Description of the task >> Please rewrite the material below, swapping "jacket zipper" for "coat zipper" everywhere and leaving everything else as it is.

______________________________

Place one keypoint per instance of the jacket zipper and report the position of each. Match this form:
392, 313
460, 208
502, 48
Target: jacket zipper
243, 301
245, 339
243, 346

______________________________

Written solution >>
Place one keypoint per instance of the coat zipper and report the position of each. Match this form:
392, 313
460, 208
502, 48
Target: coat zipper
243, 301
245, 339
243, 346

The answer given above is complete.